[Records from a dataset]

○ ○ ○

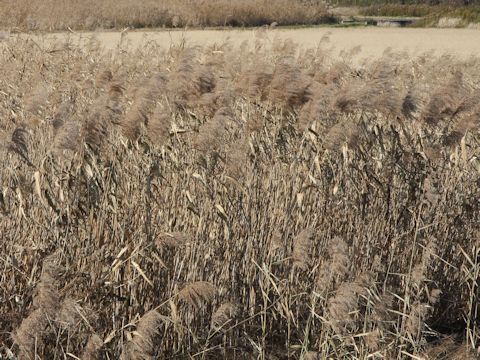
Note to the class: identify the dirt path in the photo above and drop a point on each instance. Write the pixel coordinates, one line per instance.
(373, 41)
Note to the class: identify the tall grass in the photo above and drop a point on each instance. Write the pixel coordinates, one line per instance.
(107, 14)
(237, 203)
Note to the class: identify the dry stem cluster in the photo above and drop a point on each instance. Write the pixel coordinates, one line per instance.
(238, 203)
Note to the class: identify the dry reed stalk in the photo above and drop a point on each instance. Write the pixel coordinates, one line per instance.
(93, 348)
(302, 248)
(143, 344)
(197, 293)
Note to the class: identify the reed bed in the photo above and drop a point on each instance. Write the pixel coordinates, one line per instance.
(48, 15)
(254, 202)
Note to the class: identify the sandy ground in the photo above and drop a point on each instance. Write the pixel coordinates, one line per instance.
(372, 41)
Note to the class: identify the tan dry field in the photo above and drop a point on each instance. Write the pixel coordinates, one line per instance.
(372, 41)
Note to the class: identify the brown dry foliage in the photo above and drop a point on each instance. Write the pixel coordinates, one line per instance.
(143, 174)
(107, 14)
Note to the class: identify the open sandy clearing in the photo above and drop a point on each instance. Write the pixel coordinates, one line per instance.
(372, 41)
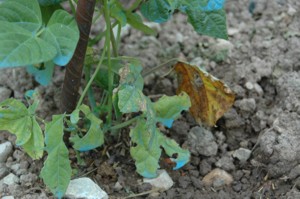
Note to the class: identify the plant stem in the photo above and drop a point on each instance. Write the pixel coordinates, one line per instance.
(159, 67)
(91, 79)
(110, 72)
(72, 81)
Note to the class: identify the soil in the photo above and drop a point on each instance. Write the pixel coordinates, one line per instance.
(261, 63)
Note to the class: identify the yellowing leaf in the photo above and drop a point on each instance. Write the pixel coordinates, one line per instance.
(210, 97)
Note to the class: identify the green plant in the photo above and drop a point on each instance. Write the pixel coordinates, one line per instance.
(40, 34)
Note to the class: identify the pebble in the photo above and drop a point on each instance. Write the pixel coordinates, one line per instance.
(4, 93)
(202, 142)
(5, 150)
(10, 179)
(226, 163)
(163, 181)
(217, 178)
(85, 188)
(242, 154)
(8, 197)
(247, 105)
(249, 85)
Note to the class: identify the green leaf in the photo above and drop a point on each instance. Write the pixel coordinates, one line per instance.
(145, 149)
(211, 23)
(56, 172)
(15, 118)
(131, 99)
(182, 156)
(63, 33)
(131, 75)
(18, 120)
(169, 108)
(25, 14)
(94, 137)
(42, 76)
(24, 40)
(136, 22)
(158, 11)
(74, 118)
(20, 47)
(50, 2)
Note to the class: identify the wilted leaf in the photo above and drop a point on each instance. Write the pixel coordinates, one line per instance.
(168, 108)
(210, 97)
(94, 137)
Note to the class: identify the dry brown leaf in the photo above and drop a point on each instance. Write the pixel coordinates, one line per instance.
(210, 97)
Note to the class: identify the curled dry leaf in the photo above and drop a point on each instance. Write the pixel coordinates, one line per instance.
(210, 97)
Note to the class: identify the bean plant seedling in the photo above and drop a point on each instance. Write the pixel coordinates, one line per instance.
(40, 35)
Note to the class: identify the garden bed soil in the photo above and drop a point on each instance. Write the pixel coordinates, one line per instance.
(260, 62)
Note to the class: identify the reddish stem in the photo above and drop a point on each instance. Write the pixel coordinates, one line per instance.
(72, 81)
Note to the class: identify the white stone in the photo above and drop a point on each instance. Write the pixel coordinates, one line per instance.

○ ○ ○

Exercise details: The lines to set down, exactly and with both ends included, run from the one containing "Note to the class: identify the reddish" to the last line of the data above.

Response to the task:
Note to the class: identify the reddish stem in the photo above and drop a point on each instance. Write the pixel coordinates, one line per instance.
(72, 81)
Note to the class: identify the white stone in the photo above and drop a point on each instance. Write the pixel coordinates, one line per instance.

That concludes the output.